### EXERCISE DESCRIPTION
Everything from the line holding "target | black shirt" through the last line below must be repeated exactly, and nothing else.

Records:

-- start --

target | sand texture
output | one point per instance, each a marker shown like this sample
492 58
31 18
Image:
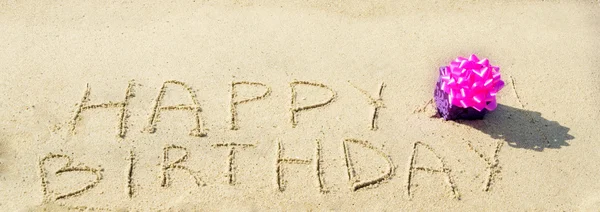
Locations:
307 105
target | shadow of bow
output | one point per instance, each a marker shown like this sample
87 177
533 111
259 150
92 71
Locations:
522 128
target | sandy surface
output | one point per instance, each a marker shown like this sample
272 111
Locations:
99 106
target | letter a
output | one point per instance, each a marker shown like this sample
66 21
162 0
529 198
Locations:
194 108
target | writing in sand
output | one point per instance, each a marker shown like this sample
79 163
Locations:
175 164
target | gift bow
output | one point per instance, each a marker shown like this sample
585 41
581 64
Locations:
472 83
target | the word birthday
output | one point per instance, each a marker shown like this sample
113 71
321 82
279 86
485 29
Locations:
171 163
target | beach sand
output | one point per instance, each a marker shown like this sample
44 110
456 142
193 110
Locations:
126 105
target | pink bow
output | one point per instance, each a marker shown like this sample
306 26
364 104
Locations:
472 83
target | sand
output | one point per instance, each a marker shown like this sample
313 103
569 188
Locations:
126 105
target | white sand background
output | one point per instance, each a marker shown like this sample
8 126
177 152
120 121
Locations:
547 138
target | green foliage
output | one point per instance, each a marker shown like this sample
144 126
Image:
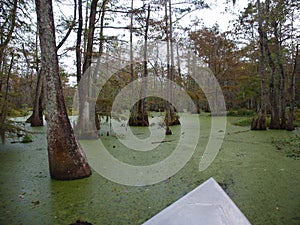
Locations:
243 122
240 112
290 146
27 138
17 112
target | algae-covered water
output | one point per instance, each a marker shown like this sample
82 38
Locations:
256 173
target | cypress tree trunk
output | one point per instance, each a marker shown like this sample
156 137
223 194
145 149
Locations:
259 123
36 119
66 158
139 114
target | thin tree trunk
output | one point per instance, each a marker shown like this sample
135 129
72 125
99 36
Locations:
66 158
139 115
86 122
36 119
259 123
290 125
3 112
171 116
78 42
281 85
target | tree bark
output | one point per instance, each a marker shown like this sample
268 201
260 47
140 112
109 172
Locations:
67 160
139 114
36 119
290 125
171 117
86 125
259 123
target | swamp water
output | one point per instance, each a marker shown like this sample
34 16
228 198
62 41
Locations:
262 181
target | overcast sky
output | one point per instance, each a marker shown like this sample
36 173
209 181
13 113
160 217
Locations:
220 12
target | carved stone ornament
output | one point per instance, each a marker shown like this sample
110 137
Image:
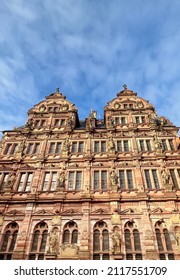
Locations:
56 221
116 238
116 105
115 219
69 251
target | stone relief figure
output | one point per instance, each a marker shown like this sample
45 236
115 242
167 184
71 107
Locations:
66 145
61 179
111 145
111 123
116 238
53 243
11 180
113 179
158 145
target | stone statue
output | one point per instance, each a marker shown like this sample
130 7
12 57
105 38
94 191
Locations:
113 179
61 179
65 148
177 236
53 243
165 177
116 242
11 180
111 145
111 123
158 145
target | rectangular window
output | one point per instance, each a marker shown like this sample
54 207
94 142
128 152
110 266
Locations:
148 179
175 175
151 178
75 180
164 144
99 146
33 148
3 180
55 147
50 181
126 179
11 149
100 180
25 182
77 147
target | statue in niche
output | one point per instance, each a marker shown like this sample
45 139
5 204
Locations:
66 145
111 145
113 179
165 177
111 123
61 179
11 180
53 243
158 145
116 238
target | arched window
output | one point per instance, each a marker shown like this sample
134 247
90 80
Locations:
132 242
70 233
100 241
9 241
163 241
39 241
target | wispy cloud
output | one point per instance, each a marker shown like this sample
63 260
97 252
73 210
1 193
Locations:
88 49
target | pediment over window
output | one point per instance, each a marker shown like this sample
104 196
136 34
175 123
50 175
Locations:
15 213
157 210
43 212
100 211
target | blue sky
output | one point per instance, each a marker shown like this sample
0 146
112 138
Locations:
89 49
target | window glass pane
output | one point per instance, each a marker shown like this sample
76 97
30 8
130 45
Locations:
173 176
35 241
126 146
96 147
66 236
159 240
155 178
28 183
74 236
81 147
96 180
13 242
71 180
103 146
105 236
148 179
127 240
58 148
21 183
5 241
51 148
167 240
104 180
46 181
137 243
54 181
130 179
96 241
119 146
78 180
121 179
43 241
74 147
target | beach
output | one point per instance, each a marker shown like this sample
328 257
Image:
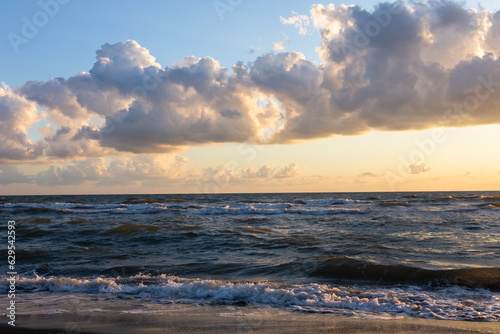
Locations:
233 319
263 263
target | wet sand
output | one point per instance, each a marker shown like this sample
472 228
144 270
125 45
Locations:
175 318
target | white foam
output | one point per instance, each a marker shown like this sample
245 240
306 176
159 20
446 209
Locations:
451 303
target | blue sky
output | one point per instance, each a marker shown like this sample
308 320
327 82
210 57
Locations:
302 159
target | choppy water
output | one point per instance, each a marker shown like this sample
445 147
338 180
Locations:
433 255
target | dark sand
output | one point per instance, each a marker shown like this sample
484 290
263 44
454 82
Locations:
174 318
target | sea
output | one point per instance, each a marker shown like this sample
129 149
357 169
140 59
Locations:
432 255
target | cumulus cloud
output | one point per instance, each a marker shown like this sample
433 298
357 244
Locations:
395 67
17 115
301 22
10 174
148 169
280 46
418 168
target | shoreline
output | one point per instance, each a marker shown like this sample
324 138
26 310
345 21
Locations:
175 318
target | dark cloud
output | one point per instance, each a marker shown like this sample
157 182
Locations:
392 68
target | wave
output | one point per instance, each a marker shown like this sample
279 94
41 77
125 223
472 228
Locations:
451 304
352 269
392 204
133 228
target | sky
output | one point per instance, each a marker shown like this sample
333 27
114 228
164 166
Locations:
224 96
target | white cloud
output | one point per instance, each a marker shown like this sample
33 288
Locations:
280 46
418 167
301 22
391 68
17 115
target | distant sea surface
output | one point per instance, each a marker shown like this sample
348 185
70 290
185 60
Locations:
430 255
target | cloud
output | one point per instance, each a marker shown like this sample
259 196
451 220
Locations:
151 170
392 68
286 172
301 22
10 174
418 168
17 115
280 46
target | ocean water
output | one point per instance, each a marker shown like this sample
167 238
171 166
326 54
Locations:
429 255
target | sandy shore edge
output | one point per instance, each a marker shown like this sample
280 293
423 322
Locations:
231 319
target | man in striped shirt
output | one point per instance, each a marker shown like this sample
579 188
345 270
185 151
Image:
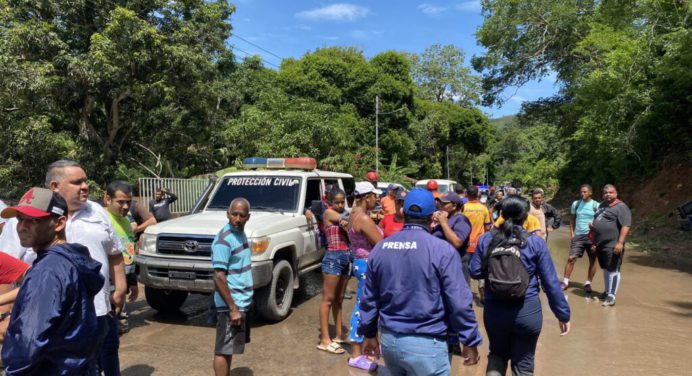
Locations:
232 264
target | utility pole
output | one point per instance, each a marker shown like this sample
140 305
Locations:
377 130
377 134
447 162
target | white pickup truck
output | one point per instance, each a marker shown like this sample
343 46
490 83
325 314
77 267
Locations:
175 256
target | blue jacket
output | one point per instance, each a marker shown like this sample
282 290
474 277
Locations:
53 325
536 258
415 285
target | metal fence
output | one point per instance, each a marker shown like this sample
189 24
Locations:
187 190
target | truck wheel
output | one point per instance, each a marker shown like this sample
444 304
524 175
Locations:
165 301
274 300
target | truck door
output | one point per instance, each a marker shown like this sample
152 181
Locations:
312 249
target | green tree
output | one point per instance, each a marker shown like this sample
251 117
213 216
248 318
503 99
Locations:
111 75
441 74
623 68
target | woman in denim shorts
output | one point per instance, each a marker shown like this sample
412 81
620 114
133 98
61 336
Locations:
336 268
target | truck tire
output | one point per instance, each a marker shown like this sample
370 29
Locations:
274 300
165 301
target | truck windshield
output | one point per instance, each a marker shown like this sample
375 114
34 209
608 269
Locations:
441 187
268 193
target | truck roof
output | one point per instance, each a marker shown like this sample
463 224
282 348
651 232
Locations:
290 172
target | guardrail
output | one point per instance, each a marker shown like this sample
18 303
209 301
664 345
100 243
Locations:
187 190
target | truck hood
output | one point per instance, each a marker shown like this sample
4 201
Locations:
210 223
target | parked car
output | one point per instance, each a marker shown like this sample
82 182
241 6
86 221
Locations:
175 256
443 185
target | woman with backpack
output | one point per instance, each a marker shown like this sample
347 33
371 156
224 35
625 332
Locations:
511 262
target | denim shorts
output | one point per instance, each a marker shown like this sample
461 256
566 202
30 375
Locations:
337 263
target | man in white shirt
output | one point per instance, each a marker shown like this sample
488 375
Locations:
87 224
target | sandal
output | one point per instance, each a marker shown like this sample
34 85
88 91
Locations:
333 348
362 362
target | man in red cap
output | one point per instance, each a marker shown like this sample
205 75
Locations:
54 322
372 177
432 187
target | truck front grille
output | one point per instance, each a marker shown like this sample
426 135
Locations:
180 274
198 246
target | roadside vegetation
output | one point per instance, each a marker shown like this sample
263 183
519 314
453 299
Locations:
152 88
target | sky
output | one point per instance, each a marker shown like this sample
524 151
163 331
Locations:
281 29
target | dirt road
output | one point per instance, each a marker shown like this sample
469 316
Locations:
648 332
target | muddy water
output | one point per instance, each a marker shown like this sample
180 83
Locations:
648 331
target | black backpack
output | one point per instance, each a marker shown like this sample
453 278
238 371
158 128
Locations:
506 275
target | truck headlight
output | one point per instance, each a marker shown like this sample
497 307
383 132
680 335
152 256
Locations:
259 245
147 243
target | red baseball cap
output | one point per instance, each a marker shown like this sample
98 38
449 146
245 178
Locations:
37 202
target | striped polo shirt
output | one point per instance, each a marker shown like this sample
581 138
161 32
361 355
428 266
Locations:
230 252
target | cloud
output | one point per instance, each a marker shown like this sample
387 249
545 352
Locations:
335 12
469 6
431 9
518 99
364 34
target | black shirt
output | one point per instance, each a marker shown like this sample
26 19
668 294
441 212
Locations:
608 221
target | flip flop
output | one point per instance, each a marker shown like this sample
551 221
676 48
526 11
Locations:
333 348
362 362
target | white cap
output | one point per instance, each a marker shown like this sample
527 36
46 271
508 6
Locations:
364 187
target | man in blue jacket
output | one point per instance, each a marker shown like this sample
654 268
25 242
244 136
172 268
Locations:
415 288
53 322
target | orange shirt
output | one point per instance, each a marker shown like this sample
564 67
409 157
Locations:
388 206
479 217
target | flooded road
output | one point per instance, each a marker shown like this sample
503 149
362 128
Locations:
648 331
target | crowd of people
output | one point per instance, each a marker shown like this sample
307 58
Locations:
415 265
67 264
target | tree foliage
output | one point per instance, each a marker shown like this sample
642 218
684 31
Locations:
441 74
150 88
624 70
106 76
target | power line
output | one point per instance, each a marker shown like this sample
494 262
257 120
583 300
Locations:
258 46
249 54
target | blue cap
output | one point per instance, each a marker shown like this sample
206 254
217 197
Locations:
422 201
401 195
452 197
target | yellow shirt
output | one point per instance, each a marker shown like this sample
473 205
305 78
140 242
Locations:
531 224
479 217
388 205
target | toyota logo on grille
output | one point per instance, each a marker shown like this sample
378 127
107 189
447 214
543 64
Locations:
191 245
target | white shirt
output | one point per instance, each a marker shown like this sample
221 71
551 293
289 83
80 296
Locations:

-- end --

### THE OUTPUT
target | black shirt
output | one point per instance, each a marker shown like this sample
26 19
668 294
441 212
Locations:
608 221
target | flip flop
output | one point per instance, each a marker shown like this sample
551 221
676 48
526 11
Locations:
333 348
362 362
target | white cap
output | one point per instance, each a marker shown like this sample
527 36
46 271
508 6
Locations:
364 187
target | man in blue jacket
output | one point per instance, each a marker shown like this sample
654 268
25 242
244 136
172 268
Locations:
415 288
53 322
target | orange shirt
output | one point per instance, each a marker shown like this sample
564 67
409 157
Locations:
388 206
479 217
target | flooded road
output | one point per instance, each a marker shown like this sample
503 149
362 128
Locations:
648 331
target | crowd of people
output | one point per instance, each a marker shown like this sample
307 58
Locations:
415 265
67 264
target | tree foliage
output | one point per instance, each a marker shown like this sample
642 218
684 31
Locations:
441 74
150 88
624 70
106 76
target | power line
output | one point per instance, each a marker shown like this sample
494 262
257 120
583 300
Locations:
258 46
249 54
target | blue cap
output | one point per instance, each a marker shown like this sample
206 254
217 197
Locations:
422 201
401 195
452 197
target | yellow shirt
output | one point per instance, each a marker shown like this sample
473 205
305 78
140 242
Locations:
531 224
479 217
388 205
target | toyota logo on grille
output | one point per instance, each a marker shown like this sample
378 127
107 189
447 214
543 64
Locations:
191 245
target | white shirt
output | one point per instance, each a marker shown like this sample
221 71
551 293
289 83
80 296
Locations:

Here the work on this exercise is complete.